THE RECORDS:
=== Section Start ===
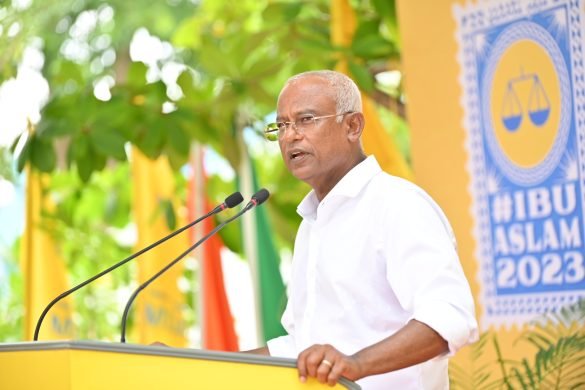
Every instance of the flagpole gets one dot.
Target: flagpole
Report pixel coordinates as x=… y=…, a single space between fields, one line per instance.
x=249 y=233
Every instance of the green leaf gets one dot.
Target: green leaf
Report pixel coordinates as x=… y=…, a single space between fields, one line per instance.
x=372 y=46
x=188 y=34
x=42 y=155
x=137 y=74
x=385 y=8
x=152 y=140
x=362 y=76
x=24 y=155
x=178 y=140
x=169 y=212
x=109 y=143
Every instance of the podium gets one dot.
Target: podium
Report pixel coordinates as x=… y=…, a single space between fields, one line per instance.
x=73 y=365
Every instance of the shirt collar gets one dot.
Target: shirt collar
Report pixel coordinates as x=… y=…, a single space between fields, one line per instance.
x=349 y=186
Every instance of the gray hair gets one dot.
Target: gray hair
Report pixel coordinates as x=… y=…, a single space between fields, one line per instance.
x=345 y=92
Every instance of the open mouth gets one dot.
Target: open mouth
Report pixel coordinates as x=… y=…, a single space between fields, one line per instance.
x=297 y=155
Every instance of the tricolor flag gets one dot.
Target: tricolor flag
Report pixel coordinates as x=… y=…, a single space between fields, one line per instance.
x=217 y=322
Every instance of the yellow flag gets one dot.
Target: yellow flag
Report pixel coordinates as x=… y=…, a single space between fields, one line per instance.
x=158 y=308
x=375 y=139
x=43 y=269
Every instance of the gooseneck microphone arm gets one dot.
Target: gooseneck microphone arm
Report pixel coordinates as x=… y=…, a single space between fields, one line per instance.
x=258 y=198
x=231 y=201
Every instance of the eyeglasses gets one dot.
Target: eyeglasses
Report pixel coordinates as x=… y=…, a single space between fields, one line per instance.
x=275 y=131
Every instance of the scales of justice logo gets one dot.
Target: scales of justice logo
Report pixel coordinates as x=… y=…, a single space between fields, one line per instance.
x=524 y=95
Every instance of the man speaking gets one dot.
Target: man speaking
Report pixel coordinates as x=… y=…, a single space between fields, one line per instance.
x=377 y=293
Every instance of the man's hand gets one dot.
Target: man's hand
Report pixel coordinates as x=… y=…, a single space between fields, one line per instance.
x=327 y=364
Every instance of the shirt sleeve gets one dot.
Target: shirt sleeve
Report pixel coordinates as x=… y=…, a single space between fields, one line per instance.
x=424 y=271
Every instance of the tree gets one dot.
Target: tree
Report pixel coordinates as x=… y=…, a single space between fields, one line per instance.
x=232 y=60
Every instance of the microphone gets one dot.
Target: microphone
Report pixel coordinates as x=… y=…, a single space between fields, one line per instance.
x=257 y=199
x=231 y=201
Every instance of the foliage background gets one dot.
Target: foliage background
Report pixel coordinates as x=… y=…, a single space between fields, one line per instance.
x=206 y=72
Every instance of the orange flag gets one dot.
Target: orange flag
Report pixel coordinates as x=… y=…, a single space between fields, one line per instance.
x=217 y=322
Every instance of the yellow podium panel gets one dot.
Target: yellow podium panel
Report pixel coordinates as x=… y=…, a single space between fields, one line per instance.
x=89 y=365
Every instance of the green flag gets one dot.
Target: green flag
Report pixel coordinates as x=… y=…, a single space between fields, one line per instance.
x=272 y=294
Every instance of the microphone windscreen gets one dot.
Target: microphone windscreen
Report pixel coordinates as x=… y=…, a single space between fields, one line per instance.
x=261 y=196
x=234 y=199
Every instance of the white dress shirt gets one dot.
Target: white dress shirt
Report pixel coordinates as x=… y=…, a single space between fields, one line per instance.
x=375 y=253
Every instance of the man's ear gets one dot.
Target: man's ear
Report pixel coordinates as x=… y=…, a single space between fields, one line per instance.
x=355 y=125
=== Section End ===
Return only the lines running from the top of the data to the line that holds "Target: green leaf". Include both of those lines, but skip the pictures.

OUTPUT FOR THIS TASK:
Every instance of the flagpole gets one dot.
Target: flagpole
Report pixel coordinates as x=… y=…, a single space between fields, one line per instance.
x=249 y=233
Every instance of the green leaf gets one dot.
Target: green leaf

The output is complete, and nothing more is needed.